== What needs to be done ==
Scan the records below, and wherever a line has the word "lantern", pull it out.

=== Begin Enclosure ===

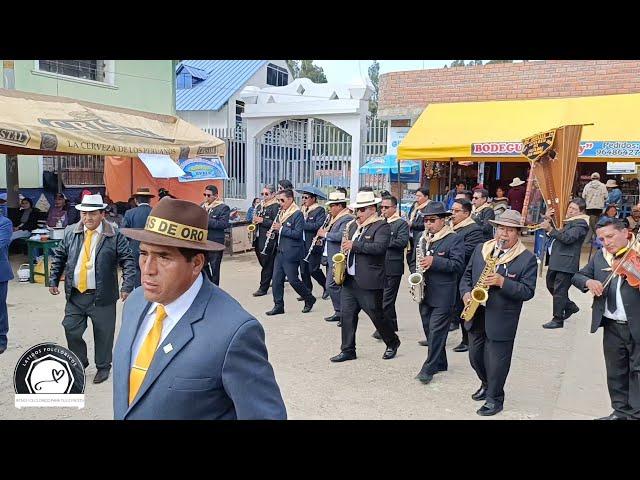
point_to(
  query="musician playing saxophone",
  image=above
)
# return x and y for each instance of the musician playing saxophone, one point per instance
(441, 266)
(289, 253)
(263, 217)
(340, 217)
(314, 218)
(492, 330)
(365, 245)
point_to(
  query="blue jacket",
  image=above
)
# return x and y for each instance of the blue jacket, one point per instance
(217, 369)
(291, 244)
(6, 230)
(136, 218)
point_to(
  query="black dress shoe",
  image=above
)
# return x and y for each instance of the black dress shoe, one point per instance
(480, 394)
(489, 409)
(613, 416)
(390, 352)
(275, 311)
(424, 377)
(102, 375)
(570, 311)
(554, 323)
(461, 348)
(343, 357)
(308, 305)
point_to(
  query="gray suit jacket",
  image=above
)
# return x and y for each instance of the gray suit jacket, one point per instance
(217, 367)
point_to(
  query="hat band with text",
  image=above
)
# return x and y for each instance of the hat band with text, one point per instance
(175, 230)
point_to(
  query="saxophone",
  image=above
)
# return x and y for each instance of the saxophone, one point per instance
(480, 292)
(340, 259)
(416, 280)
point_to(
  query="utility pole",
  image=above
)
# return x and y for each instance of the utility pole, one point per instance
(11, 160)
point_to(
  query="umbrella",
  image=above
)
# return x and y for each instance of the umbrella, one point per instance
(389, 164)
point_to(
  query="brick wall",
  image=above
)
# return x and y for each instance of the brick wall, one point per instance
(406, 94)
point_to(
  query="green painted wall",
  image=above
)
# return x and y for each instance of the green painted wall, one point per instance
(147, 85)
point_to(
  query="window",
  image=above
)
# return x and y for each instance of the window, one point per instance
(77, 170)
(85, 69)
(239, 111)
(277, 76)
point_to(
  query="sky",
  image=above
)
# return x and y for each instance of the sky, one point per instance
(347, 71)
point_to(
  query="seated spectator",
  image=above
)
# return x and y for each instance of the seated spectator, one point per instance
(57, 216)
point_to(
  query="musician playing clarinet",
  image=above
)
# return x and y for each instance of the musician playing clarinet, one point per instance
(314, 218)
(614, 305)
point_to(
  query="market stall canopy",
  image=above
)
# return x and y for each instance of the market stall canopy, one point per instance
(34, 124)
(493, 131)
(388, 164)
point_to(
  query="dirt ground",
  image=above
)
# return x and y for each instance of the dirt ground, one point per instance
(555, 374)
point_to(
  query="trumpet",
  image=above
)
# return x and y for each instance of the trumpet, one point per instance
(317, 239)
(271, 234)
(416, 280)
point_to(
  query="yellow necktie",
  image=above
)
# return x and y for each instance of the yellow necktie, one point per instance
(86, 258)
(148, 349)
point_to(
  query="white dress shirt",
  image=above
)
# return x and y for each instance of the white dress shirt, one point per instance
(91, 272)
(175, 311)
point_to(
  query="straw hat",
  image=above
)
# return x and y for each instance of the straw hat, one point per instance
(91, 203)
(175, 223)
(509, 218)
(365, 199)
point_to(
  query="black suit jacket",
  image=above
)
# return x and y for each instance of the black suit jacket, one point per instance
(291, 245)
(269, 215)
(370, 251)
(567, 245)
(504, 305)
(218, 223)
(630, 296)
(482, 219)
(441, 280)
(394, 262)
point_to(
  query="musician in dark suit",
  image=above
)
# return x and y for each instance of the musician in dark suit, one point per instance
(483, 212)
(394, 260)
(218, 222)
(614, 309)
(289, 253)
(416, 225)
(442, 261)
(492, 330)
(137, 218)
(366, 246)
(340, 218)
(472, 236)
(263, 217)
(314, 218)
(564, 247)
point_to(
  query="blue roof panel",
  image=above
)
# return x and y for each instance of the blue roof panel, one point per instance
(224, 79)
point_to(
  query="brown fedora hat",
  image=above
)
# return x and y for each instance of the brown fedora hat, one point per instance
(175, 223)
(143, 192)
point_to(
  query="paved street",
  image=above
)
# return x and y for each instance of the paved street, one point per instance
(556, 374)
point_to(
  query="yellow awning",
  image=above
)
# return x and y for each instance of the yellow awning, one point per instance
(493, 131)
(33, 124)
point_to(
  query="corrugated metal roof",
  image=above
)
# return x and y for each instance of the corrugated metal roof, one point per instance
(224, 79)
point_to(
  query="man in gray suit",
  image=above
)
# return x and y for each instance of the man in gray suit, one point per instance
(186, 349)
(137, 218)
(340, 217)
(564, 247)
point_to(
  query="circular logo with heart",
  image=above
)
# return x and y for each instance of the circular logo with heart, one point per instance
(48, 368)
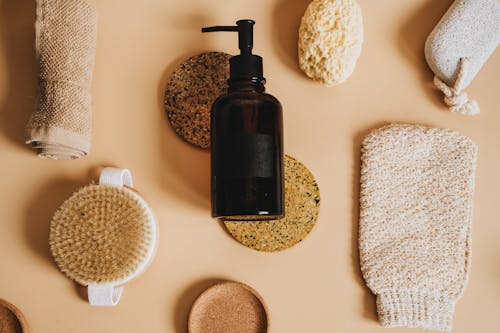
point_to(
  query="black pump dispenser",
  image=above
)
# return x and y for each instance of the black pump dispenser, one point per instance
(246, 66)
(246, 139)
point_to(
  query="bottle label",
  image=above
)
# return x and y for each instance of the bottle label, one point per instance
(248, 156)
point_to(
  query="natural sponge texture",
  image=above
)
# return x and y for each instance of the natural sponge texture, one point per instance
(330, 40)
(101, 234)
(416, 202)
(459, 46)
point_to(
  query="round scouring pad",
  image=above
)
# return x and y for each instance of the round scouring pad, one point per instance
(11, 319)
(302, 201)
(102, 234)
(229, 307)
(193, 87)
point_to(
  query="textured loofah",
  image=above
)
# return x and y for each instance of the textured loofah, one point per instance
(101, 234)
(330, 39)
(416, 202)
(302, 201)
(459, 46)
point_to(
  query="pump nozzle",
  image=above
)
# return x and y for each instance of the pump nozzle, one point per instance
(245, 34)
(245, 66)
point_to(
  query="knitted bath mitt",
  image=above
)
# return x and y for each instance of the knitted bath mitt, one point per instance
(459, 46)
(60, 127)
(103, 236)
(330, 39)
(415, 222)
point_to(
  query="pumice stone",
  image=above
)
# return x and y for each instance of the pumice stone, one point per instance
(330, 39)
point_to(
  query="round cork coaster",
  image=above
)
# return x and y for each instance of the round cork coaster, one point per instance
(11, 319)
(193, 87)
(302, 201)
(229, 307)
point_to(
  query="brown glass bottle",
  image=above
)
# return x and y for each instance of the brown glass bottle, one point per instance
(247, 154)
(246, 140)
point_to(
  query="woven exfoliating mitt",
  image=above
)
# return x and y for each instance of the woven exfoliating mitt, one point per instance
(60, 127)
(415, 222)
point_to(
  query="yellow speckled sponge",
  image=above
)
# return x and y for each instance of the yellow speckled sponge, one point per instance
(302, 201)
(101, 234)
(190, 93)
(11, 319)
(330, 40)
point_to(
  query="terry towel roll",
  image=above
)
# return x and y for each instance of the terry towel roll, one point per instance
(66, 32)
(415, 222)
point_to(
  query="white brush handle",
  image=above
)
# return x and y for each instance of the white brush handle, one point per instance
(116, 177)
(104, 294)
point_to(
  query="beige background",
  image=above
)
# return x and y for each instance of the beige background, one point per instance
(313, 287)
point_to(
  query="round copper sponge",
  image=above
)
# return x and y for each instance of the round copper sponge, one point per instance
(193, 87)
(228, 307)
(11, 319)
(101, 234)
(302, 201)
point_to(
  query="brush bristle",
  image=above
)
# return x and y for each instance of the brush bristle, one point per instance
(101, 234)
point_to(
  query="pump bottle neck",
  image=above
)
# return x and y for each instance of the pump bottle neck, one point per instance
(246, 85)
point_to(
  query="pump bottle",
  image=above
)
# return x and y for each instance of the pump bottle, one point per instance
(246, 139)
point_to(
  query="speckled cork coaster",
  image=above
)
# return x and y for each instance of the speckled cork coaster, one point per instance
(229, 307)
(302, 201)
(11, 319)
(190, 92)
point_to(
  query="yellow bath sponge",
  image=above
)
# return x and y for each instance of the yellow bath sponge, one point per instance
(330, 40)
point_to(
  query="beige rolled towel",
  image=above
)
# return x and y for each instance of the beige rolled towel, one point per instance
(66, 31)
(416, 201)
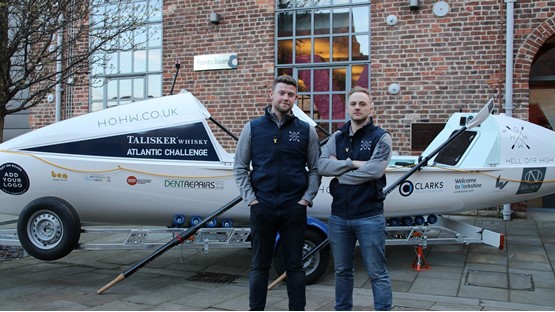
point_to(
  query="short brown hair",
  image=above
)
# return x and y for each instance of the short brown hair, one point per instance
(285, 79)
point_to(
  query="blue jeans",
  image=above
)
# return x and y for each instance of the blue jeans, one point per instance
(370, 233)
(266, 222)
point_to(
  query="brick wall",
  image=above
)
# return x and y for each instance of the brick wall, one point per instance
(451, 63)
(247, 28)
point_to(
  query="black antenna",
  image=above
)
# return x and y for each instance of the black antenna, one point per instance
(177, 66)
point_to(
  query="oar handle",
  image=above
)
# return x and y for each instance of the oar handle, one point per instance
(116, 280)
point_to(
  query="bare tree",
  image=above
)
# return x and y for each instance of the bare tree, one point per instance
(47, 43)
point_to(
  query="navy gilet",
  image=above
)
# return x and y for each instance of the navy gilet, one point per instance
(362, 200)
(279, 154)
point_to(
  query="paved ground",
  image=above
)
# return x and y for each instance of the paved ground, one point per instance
(461, 277)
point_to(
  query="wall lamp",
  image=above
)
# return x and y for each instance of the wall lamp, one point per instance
(215, 18)
(414, 5)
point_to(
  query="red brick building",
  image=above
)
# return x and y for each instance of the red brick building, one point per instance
(445, 56)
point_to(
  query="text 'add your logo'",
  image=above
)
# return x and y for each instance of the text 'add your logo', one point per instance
(14, 180)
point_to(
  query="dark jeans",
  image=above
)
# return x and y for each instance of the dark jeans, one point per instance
(266, 222)
(370, 233)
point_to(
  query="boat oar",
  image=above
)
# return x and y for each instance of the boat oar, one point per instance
(178, 239)
(476, 121)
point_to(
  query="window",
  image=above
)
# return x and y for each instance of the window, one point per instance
(126, 76)
(325, 45)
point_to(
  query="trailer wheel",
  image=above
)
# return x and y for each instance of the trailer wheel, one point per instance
(49, 228)
(317, 265)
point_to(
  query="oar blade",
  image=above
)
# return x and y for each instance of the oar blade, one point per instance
(482, 115)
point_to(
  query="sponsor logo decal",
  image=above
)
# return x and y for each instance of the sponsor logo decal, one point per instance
(139, 117)
(192, 143)
(406, 188)
(531, 181)
(14, 180)
(57, 176)
(194, 184)
(98, 178)
(500, 185)
(133, 180)
(466, 185)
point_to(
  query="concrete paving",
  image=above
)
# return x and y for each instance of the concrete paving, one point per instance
(461, 277)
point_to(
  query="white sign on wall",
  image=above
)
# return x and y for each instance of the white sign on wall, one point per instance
(215, 61)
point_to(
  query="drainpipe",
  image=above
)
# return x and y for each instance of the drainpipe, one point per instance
(509, 38)
(59, 38)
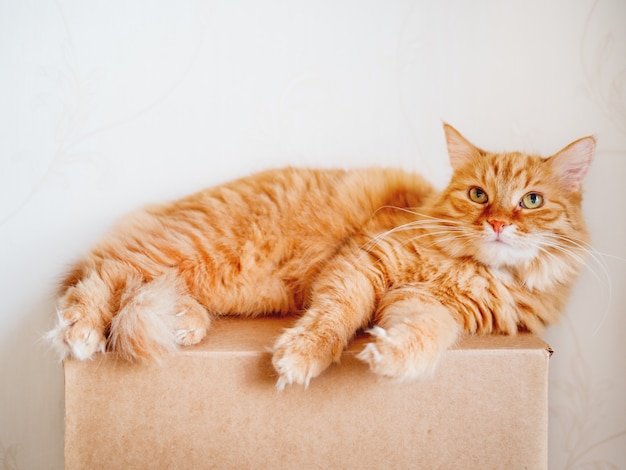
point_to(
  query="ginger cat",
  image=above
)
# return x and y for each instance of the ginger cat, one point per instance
(495, 252)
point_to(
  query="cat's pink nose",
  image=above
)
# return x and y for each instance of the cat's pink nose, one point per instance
(498, 225)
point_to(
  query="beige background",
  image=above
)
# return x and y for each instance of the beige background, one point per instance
(105, 106)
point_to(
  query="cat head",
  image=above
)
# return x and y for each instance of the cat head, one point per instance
(514, 209)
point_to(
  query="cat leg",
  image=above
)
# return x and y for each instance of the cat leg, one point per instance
(191, 322)
(83, 314)
(413, 330)
(342, 301)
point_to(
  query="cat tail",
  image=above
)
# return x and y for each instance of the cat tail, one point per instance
(144, 327)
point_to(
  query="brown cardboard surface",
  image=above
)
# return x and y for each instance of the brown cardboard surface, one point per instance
(215, 406)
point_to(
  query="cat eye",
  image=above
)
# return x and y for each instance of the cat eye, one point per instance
(531, 201)
(476, 194)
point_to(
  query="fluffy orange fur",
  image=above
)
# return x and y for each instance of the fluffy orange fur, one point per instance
(495, 252)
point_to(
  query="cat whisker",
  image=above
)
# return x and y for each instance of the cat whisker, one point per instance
(413, 225)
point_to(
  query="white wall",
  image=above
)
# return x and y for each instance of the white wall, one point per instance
(107, 105)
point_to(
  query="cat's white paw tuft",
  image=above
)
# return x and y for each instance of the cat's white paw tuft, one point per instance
(75, 336)
(299, 356)
(397, 355)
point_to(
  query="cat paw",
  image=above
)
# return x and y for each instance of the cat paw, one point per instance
(191, 325)
(397, 354)
(300, 355)
(77, 336)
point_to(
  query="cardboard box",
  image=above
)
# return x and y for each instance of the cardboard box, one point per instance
(215, 406)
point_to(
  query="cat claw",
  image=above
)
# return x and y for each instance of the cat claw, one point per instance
(298, 357)
(76, 337)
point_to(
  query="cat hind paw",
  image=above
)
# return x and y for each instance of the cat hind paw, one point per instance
(298, 357)
(76, 336)
(396, 356)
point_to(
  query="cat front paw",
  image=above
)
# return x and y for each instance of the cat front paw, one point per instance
(77, 336)
(300, 355)
(398, 354)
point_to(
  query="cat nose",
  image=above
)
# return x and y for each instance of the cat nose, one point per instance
(498, 225)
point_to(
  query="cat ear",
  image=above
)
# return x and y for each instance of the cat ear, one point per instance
(572, 163)
(459, 148)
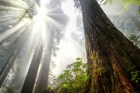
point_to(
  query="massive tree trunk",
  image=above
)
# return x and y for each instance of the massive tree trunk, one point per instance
(110, 54)
(42, 82)
(30, 80)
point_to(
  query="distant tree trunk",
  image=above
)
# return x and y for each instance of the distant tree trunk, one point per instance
(110, 55)
(42, 82)
(29, 82)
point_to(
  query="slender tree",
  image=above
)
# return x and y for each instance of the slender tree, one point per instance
(111, 56)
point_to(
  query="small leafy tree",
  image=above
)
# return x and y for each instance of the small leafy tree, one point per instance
(73, 79)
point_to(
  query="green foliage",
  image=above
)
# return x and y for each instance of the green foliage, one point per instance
(135, 75)
(73, 79)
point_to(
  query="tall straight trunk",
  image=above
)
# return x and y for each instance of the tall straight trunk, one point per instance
(29, 82)
(110, 55)
(42, 82)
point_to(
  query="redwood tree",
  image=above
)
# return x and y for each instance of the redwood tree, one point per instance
(111, 56)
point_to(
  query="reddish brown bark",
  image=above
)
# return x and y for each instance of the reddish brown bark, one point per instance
(110, 54)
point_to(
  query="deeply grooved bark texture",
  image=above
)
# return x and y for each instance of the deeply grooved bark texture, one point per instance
(110, 54)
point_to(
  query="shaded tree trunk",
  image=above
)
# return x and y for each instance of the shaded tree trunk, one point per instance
(110, 55)
(42, 82)
(29, 82)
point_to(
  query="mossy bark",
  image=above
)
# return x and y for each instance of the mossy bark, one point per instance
(110, 54)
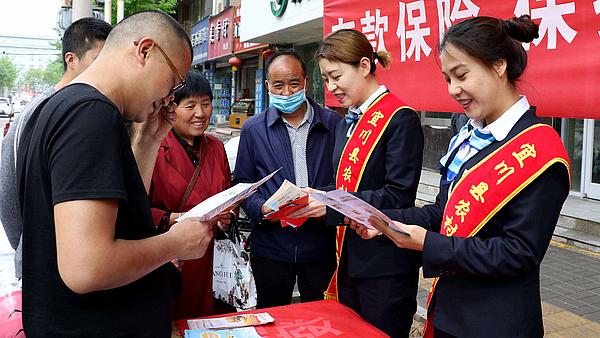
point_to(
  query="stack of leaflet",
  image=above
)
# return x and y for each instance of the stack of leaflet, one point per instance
(236, 326)
(287, 199)
(225, 200)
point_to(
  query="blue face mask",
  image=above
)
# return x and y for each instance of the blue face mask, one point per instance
(287, 104)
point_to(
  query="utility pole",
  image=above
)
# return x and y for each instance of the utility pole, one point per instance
(81, 9)
(120, 10)
(108, 11)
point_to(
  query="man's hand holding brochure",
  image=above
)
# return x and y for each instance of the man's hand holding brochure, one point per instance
(284, 201)
(227, 199)
(355, 209)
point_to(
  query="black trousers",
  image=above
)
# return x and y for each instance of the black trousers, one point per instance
(275, 280)
(388, 302)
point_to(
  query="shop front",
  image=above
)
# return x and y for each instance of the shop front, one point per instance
(220, 50)
(250, 77)
(285, 24)
(562, 78)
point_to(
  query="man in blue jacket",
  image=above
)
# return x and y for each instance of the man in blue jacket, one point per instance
(297, 135)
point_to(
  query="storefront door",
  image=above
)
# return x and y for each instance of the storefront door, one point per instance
(592, 160)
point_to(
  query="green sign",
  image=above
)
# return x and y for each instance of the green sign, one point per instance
(278, 7)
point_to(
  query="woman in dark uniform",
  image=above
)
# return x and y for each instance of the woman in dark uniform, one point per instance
(504, 180)
(377, 157)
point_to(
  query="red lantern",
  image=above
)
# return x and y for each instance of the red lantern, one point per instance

=== End Enclosure ===

== Response for this exercise ==
  query="red lantern",
# return x and y for each instance of the red lantern, one point per instance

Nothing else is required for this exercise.